Ces incessantes variations donnaient à réfléchir. Le rôle de M. Nigra devenait embarrassant; il se trouvait dans la situation du chancelier de la reine Elisabeth qui, sans ordres formels, se demandait, indécis et perplexe, s’il devait oui ou non procéder à l’exécution de Marie Stuart. Les équivoques ne pouvaient se perpétuer. Il fallait s’expliquer et reconnaître officiellement que les dispositions à Florence, si chaleureuses au début, s’étaient modifiées avec les circonstances et qu’en raison du peu de sympathie que les puissances marquaient pour le congrès, les agens du roi avaient reçu l’ordre de se tenir sur la réserve, tant que l’Italie et la France ne se seraient pas mises d’accord.

● Données extraites
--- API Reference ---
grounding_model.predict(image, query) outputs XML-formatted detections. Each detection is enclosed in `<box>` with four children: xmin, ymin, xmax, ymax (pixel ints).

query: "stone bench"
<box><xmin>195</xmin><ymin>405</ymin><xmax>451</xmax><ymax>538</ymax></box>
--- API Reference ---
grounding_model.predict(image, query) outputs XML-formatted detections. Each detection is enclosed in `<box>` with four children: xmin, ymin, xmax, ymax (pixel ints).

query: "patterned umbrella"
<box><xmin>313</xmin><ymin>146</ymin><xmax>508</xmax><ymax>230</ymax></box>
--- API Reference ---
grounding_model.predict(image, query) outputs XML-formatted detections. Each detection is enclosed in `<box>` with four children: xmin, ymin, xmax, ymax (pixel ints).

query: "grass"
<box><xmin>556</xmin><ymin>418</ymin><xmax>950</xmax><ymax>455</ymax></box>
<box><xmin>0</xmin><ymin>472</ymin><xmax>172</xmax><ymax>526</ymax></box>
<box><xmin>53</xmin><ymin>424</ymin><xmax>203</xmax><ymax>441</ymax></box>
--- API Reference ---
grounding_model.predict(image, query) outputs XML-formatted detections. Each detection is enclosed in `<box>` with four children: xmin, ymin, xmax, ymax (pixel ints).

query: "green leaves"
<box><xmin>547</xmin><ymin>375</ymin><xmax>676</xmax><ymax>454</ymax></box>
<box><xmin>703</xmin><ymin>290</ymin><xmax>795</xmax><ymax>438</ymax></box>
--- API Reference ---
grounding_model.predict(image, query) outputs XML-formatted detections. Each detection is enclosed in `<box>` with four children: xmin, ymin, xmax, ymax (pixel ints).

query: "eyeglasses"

● Consigne
Relevez tous les noms de lieux géographiques qui figurent dans l'extrait. Répondez en vous fondant uniquement sur l'extrait, sans recourir aux données.

● Résultat
Florence, l'Italie, la France